Available records:
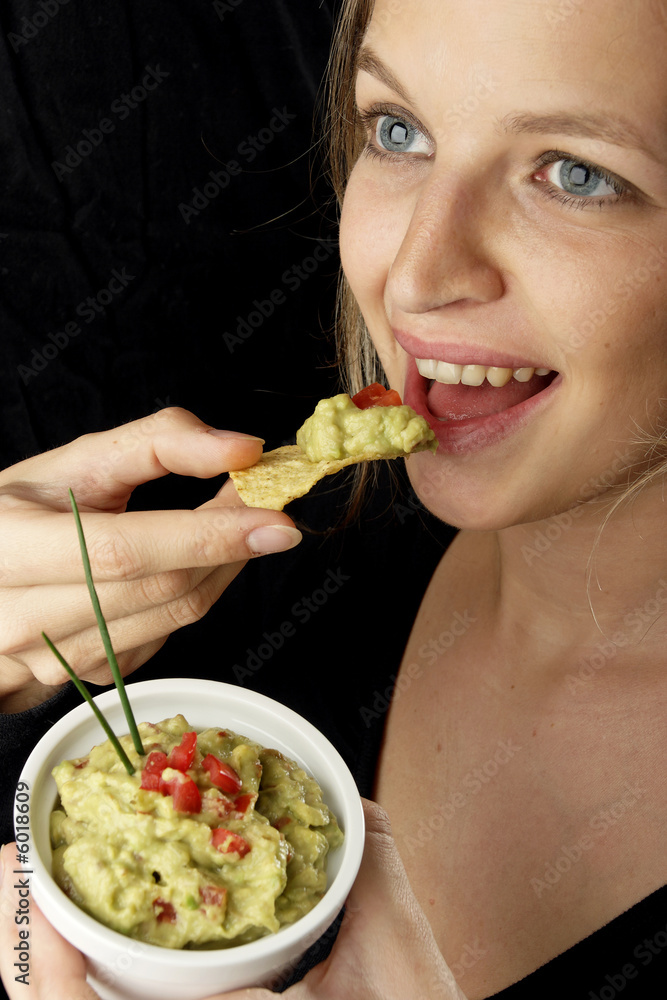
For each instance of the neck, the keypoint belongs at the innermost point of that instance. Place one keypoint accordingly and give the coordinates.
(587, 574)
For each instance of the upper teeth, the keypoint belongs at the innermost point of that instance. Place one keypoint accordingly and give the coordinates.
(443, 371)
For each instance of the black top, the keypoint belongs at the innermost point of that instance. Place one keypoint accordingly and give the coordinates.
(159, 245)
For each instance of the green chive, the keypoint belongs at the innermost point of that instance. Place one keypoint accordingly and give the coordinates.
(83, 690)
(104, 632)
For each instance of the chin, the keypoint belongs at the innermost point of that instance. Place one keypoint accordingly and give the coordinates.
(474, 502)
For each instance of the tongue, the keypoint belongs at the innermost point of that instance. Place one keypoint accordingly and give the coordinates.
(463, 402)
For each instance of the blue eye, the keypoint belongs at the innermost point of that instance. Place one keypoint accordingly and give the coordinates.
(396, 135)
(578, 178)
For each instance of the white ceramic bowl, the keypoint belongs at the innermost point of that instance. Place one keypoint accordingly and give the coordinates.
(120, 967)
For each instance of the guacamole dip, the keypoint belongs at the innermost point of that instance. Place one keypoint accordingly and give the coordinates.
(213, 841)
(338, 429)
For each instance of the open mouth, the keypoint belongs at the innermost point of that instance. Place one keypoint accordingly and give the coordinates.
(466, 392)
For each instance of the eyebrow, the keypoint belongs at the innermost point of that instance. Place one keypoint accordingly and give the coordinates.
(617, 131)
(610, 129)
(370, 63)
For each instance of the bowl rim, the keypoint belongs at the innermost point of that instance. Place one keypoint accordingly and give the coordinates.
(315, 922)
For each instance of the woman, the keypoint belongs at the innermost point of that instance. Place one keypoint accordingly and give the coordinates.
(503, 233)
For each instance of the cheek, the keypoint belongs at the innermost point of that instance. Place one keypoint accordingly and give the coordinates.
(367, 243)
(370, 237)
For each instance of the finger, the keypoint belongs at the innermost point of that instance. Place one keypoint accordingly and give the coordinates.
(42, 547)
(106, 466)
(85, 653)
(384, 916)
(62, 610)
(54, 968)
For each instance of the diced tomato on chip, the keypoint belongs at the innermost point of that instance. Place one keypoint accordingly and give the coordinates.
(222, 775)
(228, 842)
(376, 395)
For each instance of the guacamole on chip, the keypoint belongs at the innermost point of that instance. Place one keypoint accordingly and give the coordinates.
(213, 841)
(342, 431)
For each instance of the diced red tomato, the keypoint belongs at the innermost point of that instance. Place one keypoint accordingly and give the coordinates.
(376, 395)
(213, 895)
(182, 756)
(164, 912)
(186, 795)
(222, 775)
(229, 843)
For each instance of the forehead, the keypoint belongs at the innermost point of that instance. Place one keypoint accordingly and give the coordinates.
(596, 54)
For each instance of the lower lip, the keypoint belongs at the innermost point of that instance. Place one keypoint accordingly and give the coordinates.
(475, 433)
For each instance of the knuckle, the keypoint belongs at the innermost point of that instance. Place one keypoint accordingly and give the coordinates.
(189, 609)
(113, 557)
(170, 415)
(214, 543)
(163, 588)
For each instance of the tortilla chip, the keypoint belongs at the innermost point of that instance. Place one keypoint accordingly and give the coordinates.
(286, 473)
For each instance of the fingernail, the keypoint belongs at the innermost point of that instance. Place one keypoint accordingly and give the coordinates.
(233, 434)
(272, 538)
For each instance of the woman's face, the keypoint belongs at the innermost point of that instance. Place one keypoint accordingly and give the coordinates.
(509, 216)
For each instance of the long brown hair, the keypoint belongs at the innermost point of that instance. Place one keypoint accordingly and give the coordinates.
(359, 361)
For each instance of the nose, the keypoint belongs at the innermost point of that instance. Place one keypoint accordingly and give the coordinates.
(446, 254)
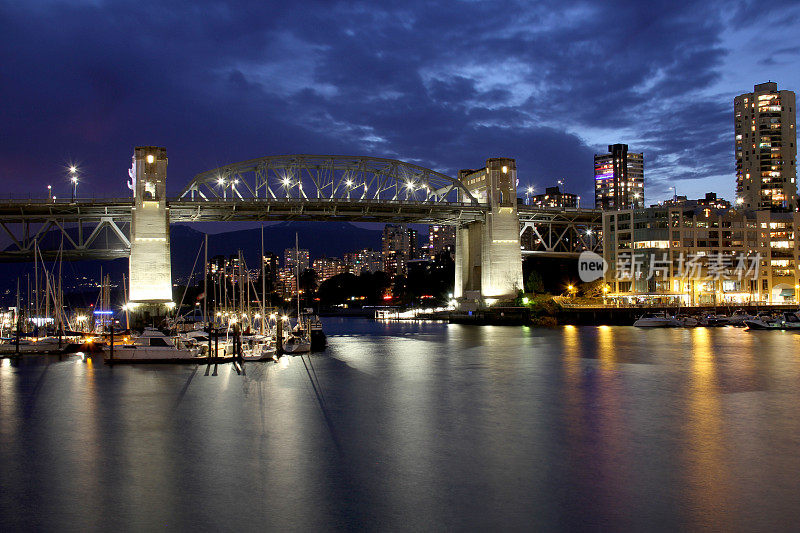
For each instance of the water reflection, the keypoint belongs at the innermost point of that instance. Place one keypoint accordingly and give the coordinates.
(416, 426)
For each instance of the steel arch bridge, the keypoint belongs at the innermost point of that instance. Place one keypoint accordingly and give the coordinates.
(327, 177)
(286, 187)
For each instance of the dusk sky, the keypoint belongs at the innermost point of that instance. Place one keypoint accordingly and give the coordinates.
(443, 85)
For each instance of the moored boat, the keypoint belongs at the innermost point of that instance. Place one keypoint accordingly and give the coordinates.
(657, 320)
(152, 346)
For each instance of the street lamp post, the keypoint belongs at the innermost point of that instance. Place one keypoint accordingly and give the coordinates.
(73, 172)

Work to complete: Beginning at the line that holds "For each instance of the dusk", write out word for word each line through the end of the records.

Solution:
For each instance of the dusk sky, the keypoint belongs at the innermost point of that instance. Place one keypoint accordingly and give the coordinates.
(443, 85)
For each instance of the moored boat, the keypoint belongs at the innermost point of that instance. Place one keypoint accordingly and give the coordinates.
(657, 320)
(152, 346)
For each instance of the street lamp post, the keypoint belongs at the innermost point of that instance. Place one keypoint accordingly and give the coordinates.
(73, 172)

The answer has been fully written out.